::: MATERIAL FOR THIS TASK

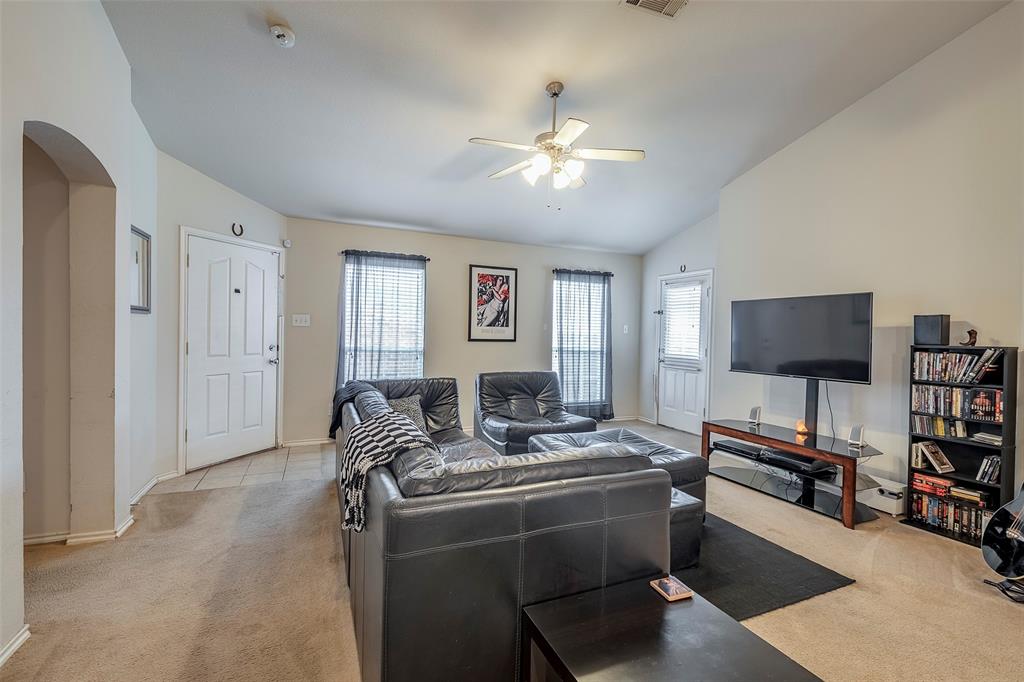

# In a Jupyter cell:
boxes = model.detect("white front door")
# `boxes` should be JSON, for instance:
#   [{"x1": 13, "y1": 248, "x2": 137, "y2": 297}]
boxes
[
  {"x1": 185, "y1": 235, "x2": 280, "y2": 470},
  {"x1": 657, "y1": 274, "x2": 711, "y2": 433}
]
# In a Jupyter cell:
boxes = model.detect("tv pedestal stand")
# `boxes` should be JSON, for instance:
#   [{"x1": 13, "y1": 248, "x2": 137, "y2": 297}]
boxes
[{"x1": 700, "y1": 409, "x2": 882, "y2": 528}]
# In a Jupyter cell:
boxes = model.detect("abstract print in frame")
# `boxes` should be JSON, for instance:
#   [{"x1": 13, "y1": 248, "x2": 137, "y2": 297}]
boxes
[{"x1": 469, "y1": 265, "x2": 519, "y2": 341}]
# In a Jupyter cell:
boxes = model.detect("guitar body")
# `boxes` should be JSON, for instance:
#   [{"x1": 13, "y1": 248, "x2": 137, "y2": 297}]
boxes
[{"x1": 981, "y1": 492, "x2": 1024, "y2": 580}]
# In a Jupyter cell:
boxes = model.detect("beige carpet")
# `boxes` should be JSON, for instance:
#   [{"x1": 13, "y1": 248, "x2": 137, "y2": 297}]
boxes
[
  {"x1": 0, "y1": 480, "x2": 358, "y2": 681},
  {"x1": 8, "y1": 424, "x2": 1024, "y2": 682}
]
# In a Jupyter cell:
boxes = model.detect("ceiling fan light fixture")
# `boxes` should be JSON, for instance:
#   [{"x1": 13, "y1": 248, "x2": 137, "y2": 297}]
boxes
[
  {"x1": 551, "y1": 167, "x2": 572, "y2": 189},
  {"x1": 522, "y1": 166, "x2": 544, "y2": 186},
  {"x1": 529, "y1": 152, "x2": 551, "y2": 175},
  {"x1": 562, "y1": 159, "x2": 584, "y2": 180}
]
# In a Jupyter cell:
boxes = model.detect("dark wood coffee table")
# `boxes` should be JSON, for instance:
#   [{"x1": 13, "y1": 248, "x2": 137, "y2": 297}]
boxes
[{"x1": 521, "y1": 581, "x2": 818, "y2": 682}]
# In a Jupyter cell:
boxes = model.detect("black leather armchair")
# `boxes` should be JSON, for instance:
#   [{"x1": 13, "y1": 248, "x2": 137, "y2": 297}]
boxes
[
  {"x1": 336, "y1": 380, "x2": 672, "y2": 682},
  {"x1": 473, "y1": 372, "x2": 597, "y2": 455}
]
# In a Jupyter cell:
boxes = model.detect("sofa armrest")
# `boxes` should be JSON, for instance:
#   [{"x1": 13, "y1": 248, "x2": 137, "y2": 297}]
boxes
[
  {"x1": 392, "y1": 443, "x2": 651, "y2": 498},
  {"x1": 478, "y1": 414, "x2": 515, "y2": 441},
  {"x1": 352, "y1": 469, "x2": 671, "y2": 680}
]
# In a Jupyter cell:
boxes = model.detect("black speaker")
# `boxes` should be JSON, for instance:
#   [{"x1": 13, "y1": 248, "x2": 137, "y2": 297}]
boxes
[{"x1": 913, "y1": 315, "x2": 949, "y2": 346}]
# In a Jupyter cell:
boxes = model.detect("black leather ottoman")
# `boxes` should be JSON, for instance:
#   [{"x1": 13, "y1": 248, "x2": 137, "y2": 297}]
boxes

::::::

● **TASK STATEMENT**: Pull out every line in the material above that contains the string "model", and treat uppercase and lowercase letters as different.

● **CORRECT RESULT**:
boxes = model.detect("white front door")
boxes = model.detect("tv pedestal stand")
boxes = model.detect("abstract print in frame")
boxes = model.detect("guitar body")
boxes = model.detect("beige carpet")
boxes = model.detect("ceiling fan light fixture")
boxes = model.detect("dark wood coffee table")
boxes = model.detect("black leather armchair")
boxes = model.detect("sofa armrest")
boxes = model.detect("black speaker")
boxes = model.detect("black leather ottoman")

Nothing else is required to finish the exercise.